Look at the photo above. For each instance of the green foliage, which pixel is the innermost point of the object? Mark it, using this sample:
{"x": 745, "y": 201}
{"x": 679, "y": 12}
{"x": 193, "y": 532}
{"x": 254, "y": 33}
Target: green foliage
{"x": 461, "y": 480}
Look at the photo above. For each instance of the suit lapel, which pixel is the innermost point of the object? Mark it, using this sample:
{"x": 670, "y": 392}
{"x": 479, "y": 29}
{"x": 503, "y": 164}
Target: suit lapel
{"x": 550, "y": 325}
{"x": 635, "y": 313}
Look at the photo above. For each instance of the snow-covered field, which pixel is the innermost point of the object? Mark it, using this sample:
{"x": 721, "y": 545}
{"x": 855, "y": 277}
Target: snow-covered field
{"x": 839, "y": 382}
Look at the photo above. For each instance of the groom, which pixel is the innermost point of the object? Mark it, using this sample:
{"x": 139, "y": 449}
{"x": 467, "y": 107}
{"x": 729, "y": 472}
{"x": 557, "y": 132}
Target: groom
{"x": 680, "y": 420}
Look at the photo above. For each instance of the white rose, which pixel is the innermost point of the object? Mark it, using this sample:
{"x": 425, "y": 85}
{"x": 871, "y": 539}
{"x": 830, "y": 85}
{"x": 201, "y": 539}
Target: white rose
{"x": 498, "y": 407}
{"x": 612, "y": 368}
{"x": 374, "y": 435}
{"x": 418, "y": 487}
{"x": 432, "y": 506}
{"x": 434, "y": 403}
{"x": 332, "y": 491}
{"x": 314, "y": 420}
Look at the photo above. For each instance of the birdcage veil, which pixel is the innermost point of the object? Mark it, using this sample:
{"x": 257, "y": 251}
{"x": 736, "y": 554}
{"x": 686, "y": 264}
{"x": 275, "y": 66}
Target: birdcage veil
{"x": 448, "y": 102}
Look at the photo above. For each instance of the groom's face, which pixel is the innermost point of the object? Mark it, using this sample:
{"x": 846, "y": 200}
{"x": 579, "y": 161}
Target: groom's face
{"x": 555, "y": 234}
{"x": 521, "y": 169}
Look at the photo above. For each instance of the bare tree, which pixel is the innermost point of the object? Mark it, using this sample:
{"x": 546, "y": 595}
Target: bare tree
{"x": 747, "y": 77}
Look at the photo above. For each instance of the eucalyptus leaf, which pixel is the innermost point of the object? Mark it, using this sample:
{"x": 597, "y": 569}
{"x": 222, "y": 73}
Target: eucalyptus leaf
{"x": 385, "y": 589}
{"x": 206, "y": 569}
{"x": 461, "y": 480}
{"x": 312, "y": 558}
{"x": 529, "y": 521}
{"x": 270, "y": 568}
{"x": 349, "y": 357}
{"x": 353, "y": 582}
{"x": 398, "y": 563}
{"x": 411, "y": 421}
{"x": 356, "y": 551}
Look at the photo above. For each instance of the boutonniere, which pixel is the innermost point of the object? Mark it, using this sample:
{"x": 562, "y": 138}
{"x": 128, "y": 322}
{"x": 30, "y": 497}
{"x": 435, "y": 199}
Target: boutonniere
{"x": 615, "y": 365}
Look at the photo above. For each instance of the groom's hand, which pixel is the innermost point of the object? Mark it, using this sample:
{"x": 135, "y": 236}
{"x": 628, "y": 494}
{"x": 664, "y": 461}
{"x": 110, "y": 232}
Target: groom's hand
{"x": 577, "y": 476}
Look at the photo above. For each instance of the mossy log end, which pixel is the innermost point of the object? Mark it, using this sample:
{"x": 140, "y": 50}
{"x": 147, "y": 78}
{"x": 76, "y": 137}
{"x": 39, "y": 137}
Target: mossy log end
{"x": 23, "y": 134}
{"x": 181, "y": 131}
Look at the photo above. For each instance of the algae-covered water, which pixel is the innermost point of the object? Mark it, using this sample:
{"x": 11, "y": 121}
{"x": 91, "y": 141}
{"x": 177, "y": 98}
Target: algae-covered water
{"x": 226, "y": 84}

------------------------

Copy the records from the line containing "the boutonniere, which" through the end of the records, both ends included, leaving the requests and their sample points unchanged. Scale every x and y coordinate in the answers by 2.45, rounding to whole numbers with halves rounded up.

Look at the photo above. For each instance of the boutonniere, which pixel is the innermost point of the object? Mark it, using this sample:
{"x": 562, "y": 138}
{"x": 128, "y": 322}
{"x": 30, "y": 497}
{"x": 435, "y": 199}
Target: boutonniere
{"x": 1507, "y": 894}
Look at the photo above. For each instance of the groom's hand, which pixel is the innermost point of the object? Mark it, using this sample:
{"x": 135, "y": 236}
{"x": 628, "y": 494}
{"x": 664, "y": 461}
{"x": 110, "y": 232}
Target: groom's hand
{"x": 1414, "y": 1166}
Look at the photo above. For each instance of the mossy log end, which pixel is the innermost point of the object? Mark it, using this sample:
{"x": 140, "y": 50}
{"x": 147, "y": 78}
{"x": 76, "y": 137}
{"x": 39, "y": 137}
Target: mossy log end
{"x": 56, "y": 328}
{"x": 443, "y": 321}
Look at the photo above. For each instance of the algae-covered water, which pixel is the innermost point of the object? Mark it, using this sample:
{"x": 11, "y": 121}
{"x": 91, "y": 141}
{"x": 177, "y": 98}
Target: algae-covered water
{"x": 554, "y": 206}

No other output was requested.